__Task to complete__. Find each line in the records below that contains the word "foliage", and copy those lines.
* * * *
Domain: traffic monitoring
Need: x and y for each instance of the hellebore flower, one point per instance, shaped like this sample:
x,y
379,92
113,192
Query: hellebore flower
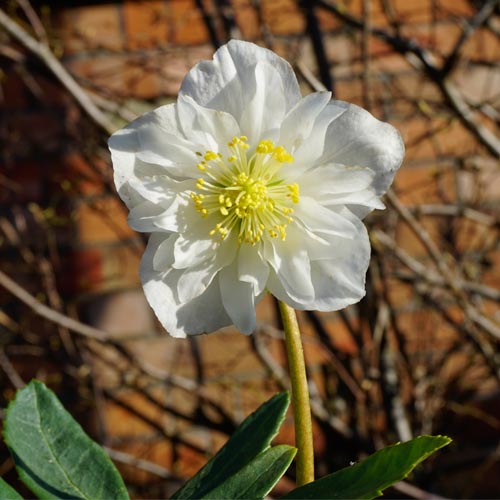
x,y
248,187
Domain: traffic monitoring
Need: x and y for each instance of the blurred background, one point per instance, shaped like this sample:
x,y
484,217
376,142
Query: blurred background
x,y
418,355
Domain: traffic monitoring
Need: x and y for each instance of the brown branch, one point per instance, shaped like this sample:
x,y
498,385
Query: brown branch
x,y
43,52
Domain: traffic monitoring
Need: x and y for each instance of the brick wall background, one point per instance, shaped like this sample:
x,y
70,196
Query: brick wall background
x,y
417,355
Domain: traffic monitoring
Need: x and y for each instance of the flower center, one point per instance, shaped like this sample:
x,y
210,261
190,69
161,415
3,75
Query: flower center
x,y
246,194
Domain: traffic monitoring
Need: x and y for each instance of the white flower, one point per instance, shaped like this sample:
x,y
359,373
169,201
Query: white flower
x,y
248,187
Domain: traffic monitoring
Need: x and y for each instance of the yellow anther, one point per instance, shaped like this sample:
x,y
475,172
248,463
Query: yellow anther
x,y
266,146
294,192
210,155
246,193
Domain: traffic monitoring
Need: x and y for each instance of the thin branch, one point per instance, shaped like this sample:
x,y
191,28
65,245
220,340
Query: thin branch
x,y
139,463
471,25
48,313
43,52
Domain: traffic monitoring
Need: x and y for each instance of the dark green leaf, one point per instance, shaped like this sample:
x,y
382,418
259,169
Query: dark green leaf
x,y
252,437
7,492
256,479
53,455
370,477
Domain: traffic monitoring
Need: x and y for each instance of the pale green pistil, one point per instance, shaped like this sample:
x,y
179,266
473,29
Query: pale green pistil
x,y
246,194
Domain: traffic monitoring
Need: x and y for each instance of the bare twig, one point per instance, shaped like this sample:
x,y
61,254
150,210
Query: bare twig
x,y
47,57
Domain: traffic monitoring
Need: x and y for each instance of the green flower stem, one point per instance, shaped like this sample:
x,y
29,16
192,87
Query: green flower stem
x,y
300,396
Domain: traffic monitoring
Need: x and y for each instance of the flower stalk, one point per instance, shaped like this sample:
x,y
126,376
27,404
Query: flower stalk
x,y
300,396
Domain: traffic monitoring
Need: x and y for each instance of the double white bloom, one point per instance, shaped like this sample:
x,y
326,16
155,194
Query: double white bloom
x,y
248,187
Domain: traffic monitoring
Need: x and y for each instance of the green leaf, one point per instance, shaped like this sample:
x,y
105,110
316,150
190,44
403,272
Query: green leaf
x,y
7,492
53,455
252,437
256,479
370,477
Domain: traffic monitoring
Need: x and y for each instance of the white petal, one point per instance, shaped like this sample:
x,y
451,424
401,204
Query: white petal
x,y
196,278
144,216
319,219
366,198
308,154
163,257
338,277
290,262
298,123
335,179
238,299
191,252
340,282
356,138
123,146
203,314
210,129
252,269
177,216
265,108
162,142
228,82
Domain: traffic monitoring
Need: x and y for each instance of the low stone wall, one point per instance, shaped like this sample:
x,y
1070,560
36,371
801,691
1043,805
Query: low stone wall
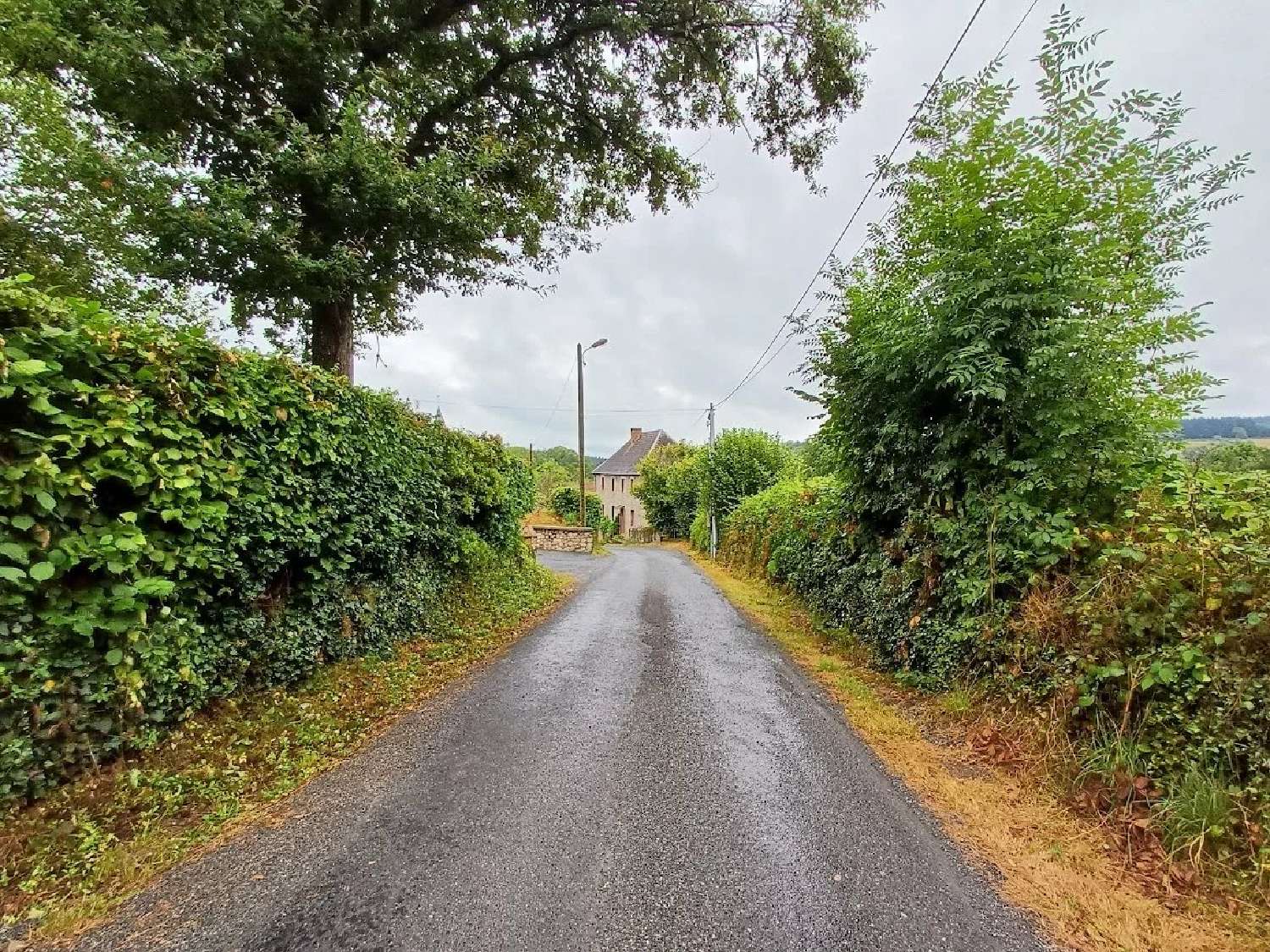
x,y
563,538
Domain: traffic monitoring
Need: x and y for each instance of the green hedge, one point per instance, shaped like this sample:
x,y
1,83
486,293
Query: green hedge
x,y
1160,622
179,520
564,505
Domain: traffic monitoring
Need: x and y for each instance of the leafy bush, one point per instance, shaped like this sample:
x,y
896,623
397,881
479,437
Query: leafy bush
x,y
178,520
741,464
1008,355
564,504
670,485
1155,636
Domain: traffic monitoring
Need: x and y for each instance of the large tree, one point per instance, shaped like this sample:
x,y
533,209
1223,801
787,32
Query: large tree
x,y
345,155
74,200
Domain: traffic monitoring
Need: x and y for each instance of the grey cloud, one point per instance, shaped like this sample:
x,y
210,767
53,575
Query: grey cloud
x,y
690,297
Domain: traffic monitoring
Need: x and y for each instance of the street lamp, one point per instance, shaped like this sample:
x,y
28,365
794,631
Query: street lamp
x,y
582,438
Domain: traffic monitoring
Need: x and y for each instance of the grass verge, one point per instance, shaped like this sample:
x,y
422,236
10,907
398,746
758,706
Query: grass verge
x,y
89,845
1051,860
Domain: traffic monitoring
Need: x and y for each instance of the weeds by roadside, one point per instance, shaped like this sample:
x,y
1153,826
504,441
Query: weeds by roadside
x,y
996,791
93,843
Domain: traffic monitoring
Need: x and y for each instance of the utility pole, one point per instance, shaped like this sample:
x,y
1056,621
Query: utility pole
x,y
714,527
582,449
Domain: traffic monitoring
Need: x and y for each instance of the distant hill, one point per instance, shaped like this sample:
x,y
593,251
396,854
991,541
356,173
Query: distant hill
x,y
561,454
1226,426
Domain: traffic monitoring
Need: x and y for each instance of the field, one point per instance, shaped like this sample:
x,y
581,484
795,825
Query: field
x,y
1259,441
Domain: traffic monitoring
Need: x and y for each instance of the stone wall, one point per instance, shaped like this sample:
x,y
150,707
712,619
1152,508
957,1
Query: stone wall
x,y
615,495
563,538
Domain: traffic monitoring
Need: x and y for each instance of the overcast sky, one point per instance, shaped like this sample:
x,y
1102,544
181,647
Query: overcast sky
x,y
688,299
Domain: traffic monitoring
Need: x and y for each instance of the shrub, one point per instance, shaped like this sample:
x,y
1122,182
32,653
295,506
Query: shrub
x,y
564,504
670,485
178,520
1153,645
739,464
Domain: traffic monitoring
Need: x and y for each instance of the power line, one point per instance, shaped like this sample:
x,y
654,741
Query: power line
x,y
568,377
545,409
873,182
1001,52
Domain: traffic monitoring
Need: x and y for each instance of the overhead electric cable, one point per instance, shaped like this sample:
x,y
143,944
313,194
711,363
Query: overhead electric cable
x,y
873,182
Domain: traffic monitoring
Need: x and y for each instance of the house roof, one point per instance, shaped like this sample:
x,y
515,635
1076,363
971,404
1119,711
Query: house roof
x,y
640,444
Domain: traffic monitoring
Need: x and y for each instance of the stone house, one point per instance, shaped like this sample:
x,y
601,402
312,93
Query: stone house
x,y
615,477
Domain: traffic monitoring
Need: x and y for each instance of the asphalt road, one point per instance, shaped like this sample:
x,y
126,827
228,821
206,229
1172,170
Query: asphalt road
x,y
645,771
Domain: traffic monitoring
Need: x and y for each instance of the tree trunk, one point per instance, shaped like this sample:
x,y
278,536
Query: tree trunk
x,y
332,335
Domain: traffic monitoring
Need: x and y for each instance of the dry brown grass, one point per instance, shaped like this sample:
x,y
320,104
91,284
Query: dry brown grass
x,y
1052,861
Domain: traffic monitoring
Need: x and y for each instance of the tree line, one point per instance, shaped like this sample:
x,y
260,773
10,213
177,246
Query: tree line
x,y
319,165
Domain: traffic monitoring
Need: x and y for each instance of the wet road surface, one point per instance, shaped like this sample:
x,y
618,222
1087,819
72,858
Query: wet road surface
x,y
645,771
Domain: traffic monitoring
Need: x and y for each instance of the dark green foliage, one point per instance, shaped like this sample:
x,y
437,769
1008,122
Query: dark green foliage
x,y
1000,377
178,520
564,504
1008,357
670,487
74,195
1162,627
739,464
345,157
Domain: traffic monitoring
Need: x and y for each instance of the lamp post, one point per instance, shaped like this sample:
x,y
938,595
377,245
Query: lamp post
x,y
582,438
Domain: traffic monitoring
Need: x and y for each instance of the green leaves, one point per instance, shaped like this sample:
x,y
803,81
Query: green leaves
x,y
42,571
432,152
27,368
163,541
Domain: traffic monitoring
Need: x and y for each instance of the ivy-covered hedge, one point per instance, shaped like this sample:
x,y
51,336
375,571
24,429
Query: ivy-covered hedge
x,y
179,520
1156,625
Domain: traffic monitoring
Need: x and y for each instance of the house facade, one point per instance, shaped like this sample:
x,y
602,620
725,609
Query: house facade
x,y
615,479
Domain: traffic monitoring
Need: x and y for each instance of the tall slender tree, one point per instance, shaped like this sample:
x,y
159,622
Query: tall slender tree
x,y
345,155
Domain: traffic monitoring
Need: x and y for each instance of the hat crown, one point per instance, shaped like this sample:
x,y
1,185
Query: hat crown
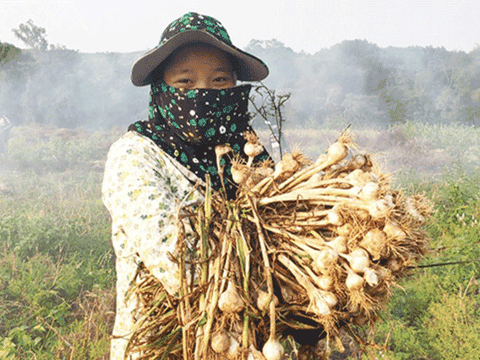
x,y
195,22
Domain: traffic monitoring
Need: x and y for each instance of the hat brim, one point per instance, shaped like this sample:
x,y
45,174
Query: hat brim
x,y
250,68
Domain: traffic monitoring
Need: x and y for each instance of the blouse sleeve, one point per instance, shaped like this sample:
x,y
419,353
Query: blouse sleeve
x,y
142,189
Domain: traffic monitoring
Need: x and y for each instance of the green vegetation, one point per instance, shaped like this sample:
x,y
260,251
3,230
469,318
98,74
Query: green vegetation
x,y
57,278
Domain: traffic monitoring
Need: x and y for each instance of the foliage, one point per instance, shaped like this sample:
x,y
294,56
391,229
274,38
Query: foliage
x,y
270,108
57,268
8,52
32,35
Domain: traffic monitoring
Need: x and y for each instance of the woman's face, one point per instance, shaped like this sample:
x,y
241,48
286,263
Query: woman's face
x,y
199,67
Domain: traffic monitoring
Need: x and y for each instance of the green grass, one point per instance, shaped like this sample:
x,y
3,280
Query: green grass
x,y
57,272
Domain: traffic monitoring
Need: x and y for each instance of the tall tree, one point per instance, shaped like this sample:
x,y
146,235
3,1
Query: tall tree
x,y
32,35
8,52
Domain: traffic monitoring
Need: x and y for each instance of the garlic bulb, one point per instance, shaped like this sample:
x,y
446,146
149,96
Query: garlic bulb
x,y
354,282
325,260
324,282
394,232
374,242
334,218
220,341
286,167
273,350
339,244
370,277
358,260
230,301
320,307
345,230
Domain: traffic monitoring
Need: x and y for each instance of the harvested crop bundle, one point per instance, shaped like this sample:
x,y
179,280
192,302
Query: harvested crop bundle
x,y
304,250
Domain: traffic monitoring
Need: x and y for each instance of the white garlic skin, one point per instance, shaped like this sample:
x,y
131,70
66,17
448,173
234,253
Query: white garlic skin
x,y
273,350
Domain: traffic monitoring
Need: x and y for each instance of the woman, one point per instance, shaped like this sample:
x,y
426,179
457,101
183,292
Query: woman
x,y
194,106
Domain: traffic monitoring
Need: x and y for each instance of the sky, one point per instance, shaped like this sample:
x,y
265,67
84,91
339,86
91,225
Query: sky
x,y
308,25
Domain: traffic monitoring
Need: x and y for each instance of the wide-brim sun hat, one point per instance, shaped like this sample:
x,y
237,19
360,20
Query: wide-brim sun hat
x,y
191,28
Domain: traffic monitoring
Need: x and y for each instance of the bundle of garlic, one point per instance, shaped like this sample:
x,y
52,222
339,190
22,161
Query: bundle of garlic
x,y
308,246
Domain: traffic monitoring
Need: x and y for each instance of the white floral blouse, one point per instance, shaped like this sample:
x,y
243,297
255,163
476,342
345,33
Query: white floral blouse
x,y
142,189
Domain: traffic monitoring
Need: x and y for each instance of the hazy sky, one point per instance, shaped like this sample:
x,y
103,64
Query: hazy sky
x,y
309,25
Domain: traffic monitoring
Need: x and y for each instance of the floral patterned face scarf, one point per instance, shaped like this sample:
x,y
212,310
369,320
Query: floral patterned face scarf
x,y
188,124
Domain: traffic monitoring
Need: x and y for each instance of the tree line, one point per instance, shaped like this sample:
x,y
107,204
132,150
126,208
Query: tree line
x,y
355,82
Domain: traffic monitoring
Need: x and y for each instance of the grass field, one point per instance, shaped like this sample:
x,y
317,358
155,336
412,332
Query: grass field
x,y
57,271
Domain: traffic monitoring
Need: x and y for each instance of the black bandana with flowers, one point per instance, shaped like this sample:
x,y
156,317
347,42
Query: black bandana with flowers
x,y
188,124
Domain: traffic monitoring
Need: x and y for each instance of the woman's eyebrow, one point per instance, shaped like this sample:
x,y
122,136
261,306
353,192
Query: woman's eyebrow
x,y
223,69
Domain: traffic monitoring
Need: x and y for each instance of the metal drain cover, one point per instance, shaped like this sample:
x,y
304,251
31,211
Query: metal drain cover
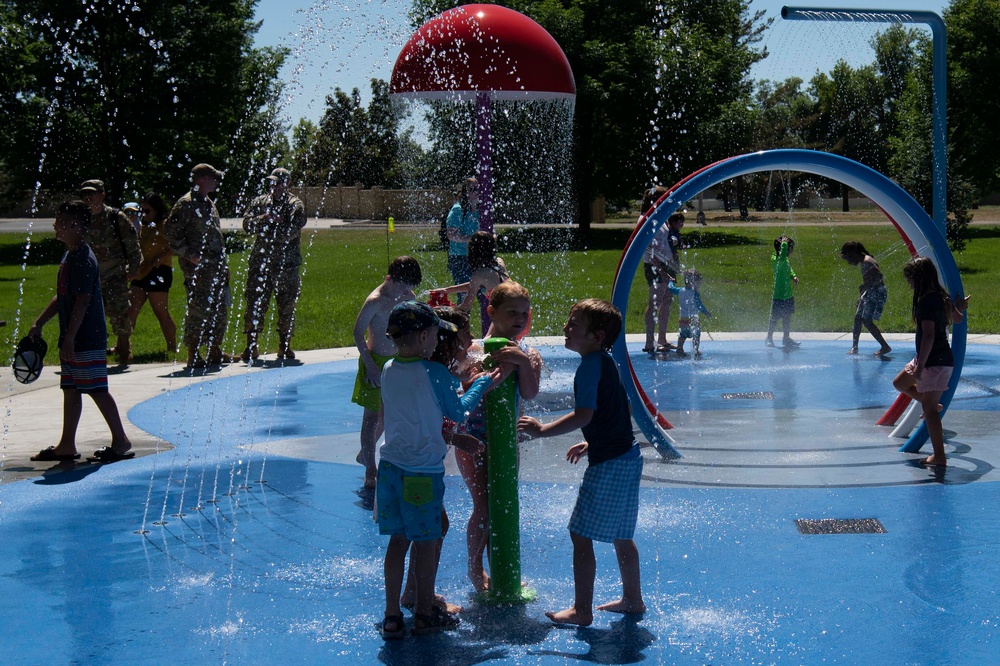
x,y
840,526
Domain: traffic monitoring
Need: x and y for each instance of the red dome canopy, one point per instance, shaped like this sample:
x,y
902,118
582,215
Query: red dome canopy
x,y
482,48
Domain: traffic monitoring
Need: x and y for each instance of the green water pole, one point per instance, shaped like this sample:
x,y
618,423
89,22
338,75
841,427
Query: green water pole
x,y
505,521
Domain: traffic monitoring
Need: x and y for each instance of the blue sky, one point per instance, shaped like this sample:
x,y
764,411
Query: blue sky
x,y
347,42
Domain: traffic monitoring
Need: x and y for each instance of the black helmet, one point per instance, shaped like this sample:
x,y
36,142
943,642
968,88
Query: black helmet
x,y
28,359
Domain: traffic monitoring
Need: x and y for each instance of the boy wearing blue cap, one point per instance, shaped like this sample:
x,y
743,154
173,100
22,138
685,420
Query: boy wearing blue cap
x,y
82,340
416,395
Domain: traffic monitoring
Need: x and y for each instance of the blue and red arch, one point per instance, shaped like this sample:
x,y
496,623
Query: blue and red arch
x,y
920,234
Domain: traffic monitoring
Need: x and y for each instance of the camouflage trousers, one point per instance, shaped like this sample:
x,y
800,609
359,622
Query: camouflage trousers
x,y
285,283
115,291
207,313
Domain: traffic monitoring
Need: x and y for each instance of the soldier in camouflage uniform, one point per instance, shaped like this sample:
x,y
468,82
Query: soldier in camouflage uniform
* * * *
__Correct response__.
Need: x and y for each instance of the dark green foliage, one point per instance, shaped like this sample:
Query: dark green foliage
Need: x and y for each instance of the foliage, one point per instance, shaped like this sample:
Query: foliage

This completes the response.